_EXERCISE DESCRIPTION_. Rewrite the material from its start through the line containing "MULTIPOLYGON (((146 94, 143", inclusive, substituting "drape" for "curtain" and keeping everything else the same. Omit the pictures.

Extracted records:
"""
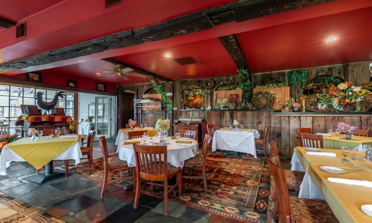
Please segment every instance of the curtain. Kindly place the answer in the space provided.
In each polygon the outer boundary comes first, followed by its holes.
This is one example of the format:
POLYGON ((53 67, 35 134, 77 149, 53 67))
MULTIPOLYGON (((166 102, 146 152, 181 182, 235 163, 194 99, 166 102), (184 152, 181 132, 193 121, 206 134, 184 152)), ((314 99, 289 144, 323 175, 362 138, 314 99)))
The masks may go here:
MULTIPOLYGON (((233 90, 231 91, 214 91, 213 92, 213 104, 217 103, 218 99, 224 99, 227 98, 229 99, 230 95, 238 95, 238 101, 239 103, 242 101, 242 90, 233 90)), ((228 106, 230 101, 225 104, 225 106, 228 106)))
POLYGON ((289 98, 289 87, 284 88, 254 88, 253 89, 253 94, 261 91, 266 91, 274 94, 275 96, 275 103, 273 106, 273 109, 280 110, 280 105, 286 104, 289 98), (279 101, 279 102, 278 102, 279 101))
MULTIPOLYGON (((146 94, 143 95, 142 98, 152 98, 153 99, 157 98, 157 99, 160 99, 160 101, 161 101, 162 95, 161 95, 160 94, 146 94)), ((160 104, 159 103, 146 103, 146 104, 143 104, 143 105, 146 106, 158 106, 160 105, 160 104)), ((150 110, 151 109, 153 109, 153 108, 146 107, 146 108, 142 108, 142 111, 150 110)), ((159 108, 157 108, 157 109, 154 109, 152 111, 153 112, 160 111, 161 111, 161 109, 162 109, 161 108, 159 107, 159 108)))

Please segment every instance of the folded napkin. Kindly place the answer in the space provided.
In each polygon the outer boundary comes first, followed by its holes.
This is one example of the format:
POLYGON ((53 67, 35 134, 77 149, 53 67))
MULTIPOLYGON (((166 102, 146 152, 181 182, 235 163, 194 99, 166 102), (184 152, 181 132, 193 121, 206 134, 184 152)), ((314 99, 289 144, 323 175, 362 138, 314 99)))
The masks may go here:
POLYGON ((308 155, 313 155, 315 156, 323 156, 324 157, 336 157, 336 154, 334 153, 326 153, 325 152, 307 152, 308 155))
POLYGON ((187 144, 191 144, 192 142, 187 140, 176 140, 176 143, 186 143, 187 144))
POLYGON ((334 183, 343 183, 344 184, 356 185, 364 187, 372 187, 372 182, 367 180, 352 180, 338 177, 328 177, 327 180, 334 183))
POLYGON ((139 144, 141 142, 139 141, 129 141, 124 142, 124 145, 139 144))

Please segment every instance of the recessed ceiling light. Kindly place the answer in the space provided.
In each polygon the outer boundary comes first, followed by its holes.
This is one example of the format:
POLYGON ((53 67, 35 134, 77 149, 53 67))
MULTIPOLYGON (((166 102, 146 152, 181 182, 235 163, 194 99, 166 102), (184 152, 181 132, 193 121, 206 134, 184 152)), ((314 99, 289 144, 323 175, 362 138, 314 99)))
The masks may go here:
POLYGON ((326 41, 327 43, 332 43, 332 42, 335 42, 336 40, 337 40, 337 38, 329 38, 328 40, 327 40, 327 41, 326 41))

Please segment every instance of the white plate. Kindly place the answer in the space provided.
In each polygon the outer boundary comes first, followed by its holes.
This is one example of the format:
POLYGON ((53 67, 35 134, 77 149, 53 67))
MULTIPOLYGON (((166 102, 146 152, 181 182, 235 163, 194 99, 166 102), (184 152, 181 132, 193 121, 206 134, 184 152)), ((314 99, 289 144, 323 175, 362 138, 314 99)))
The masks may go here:
POLYGON ((309 150, 309 151, 320 151, 320 149, 318 149, 316 148, 309 148, 309 147, 306 147, 305 148, 305 150, 309 150))
POLYGON ((322 166, 319 167, 320 169, 322 169, 327 172, 333 172, 334 173, 343 173, 345 172, 344 169, 342 169, 341 168, 335 167, 327 167, 326 166, 322 166))
POLYGON ((362 211, 366 214, 372 217, 372 205, 364 205, 361 207, 362 211))

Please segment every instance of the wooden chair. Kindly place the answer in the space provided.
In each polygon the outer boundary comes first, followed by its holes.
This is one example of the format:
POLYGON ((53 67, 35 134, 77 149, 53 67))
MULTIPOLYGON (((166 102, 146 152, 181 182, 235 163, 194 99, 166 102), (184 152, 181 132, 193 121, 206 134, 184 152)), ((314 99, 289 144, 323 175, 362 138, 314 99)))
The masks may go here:
POLYGON ((370 130, 364 130, 358 129, 355 132, 355 135, 359 136, 368 137, 370 135, 370 130))
POLYGON ((101 198, 102 198, 105 196, 106 191, 106 187, 108 183, 113 182, 117 182, 127 180, 129 179, 133 179, 133 189, 136 186, 136 172, 135 167, 129 167, 126 161, 123 161, 119 159, 118 156, 113 157, 109 156, 109 152, 107 149, 107 143, 106 138, 105 136, 102 136, 99 138, 100 145, 101 148, 102 149, 103 154, 103 166, 105 169, 105 173, 103 176, 103 185, 102 186, 102 192, 101 193, 101 198), (110 171, 117 171, 120 170, 120 175, 122 175, 123 171, 130 171, 131 176, 128 177, 120 178, 113 180, 108 180, 109 174, 110 171))
POLYGON ((182 169, 183 178, 203 179, 205 191, 208 191, 207 178, 205 174, 205 163, 207 160, 207 153, 208 153, 208 149, 209 148, 209 144, 210 143, 210 136, 206 134, 204 137, 204 141, 203 141, 203 146, 202 147, 202 150, 198 151, 198 153, 196 156, 192 158, 189 159, 188 160, 186 160, 184 165, 184 168, 182 169), (200 167, 201 167, 201 169, 203 172, 202 176, 193 176, 185 175, 184 170, 185 168, 195 168, 200 167))
MULTIPOLYGON (((269 126, 267 125, 265 126, 265 130, 263 132, 263 139, 256 139, 254 138, 254 143, 255 143, 256 145, 262 145, 262 150, 257 150, 256 149, 256 150, 257 151, 263 151, 263 154, 265 155, 265 158, 267 158, 267 152, 266 150, 266 140, 267 138, 267 133, 269 131, 269 126)), ((248 154, 247 155, 247 156, 248 156, 248 154)))
MULTIPOLYGON (((88 135, 88 141, 86 142, 82 143, 82 145, 86 144, 87 146, 80 148, 81 150, 81 154, 83 154, 83 156, 87 156, 86 158, 81 158, 80 160, 88 160, 90 164, 90 167, 92 168, 92 170, 93 172, 96 171, 96 170, 94 168, 93 159, 93 143, 94 143, 94 136, 95 136, 95 131, 89 131, 89 134, 88 135)), ((69 166, 68 161, 68 160, 64 161, 64 171, 65 172, 66 178, 68 176, 68 167, 69 166)))
POLYGON ((195 140, 196 137, 196 131, 180 129, 178 130, 178 132, 182 137, 195 140))
POLYGON ((312 129, 311 129, 311 128, 299 128, 297 129, 297 132, 312 134, 312 129))
POLYGON ((143 133, 147 132, 147 130, 138 130, 128 132, 128 139, 133 139, 142 138, 143 133))
POLYGON ((168 214, 168 197, 177 187, 179 196, 182 196, 182 170, 173 167, 167 162, 167 146, 144 146, 133 144, 136 163, 137 176, 136 189, 134 198, 134 208, 137 208, 139 201, 141 189, 147 184, 151 185, 152 191, 154 186, 164 187, 164 215, 168 214), (162 155, 164 162, 162 161, 162 155), (174 186, 168 186, 168 180, 177 175, 177 181, 174 186), (147 180, 141 186, 141 179, 147 180), (150 181, 150 182, 149 182, 150 181), (153 183, 153 181, 164 181, 164 184, 153 183), (168 190, 168 188, 170 188, 168 190))
POLYGON ((270 171, 274 178, 275 193, 278 196, 275 201, 273 213, 279 212, 279 222, 338 223, 325 201, 297 197, 290 198, 284 170, 279 166, 277 161, 279 158, 276 157, 277 156, 275 155, 270 155, 267 158, 267 161, 270 171))
POLYGON ((311 147, 322 148, 323 136, 321 135, 313 135, 311 134, 297 133, 299 137, 299 143, 301 147, 311 147))

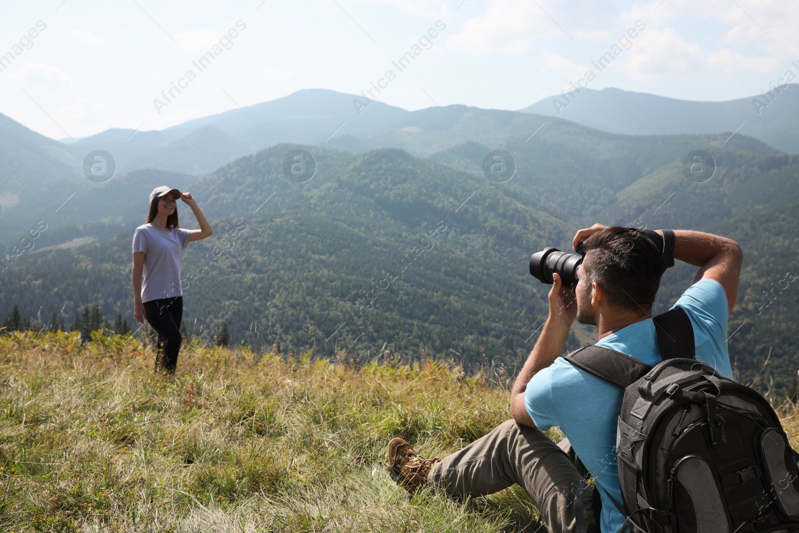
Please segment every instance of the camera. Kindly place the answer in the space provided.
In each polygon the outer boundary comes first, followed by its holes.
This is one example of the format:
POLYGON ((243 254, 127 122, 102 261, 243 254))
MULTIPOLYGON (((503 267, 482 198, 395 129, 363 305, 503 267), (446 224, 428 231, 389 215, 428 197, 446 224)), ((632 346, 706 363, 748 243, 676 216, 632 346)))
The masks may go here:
"""
_FULL SOLUTION_.
Please segment every instance of the drape. Kindly place the answer in the space provided.
In each polygon the outer boundary comes first, followed by its holes.
This is one example of the format:
POLYGON ((53 67, 35 134, 77 149, 53 67))
MULTIPOLYGON (((166 102, 146 152, 181 182, 235 163, 194 99, 166 102), (184 152, 181 132, 193 121, 206 134, 184 152)), ((314 99, 289 144, 323 175, 362 138, 314 99)))
The masks may go here:
MULTIPOLYGON (((233 90, 231 91, 214 91, 213 92, 213 104, 217 103, 218 99, 224 99, 227 98, 229 99, 230 95, 238 95, 238 101, 239 103, 242 101, 242 90, 233 90)), ((228 106, 230 101, 225 104, 225 106, 228 106)))
POLYGON ((289 98, 289 87, 284 88, 254 88, 253 89, 253 94, 261 91, 266 91, 274 94, 275 96, 275 103, 273 106, 273 109, 280 110, 280 105, 286 104, 289 98), (279 101, 279 102, 278 102, 279 101))
MULTIPOLYGON (((146 94, 143 95, 142 98, 152 98, 153 99, 157 98, 157 99, 160 99, 160 101, 161 101, 162 95, 161 95, 160 94, 146 94)), ((160 104, 159 103, 146 103, 146 104, 143 104, 143 105, 146 106, 158 106, 160 105, 160 104)), ((150 110, 151 109, 153 109, 153 108, 146 107, 146 108, 142 108, 142 111, 150 110)), ((159 108, 157 108, 157 109, 154 109, 152 111, 153 112, 160 111, 161 111, 161 109, 162 109, 161 108, 159 107, 159 108)))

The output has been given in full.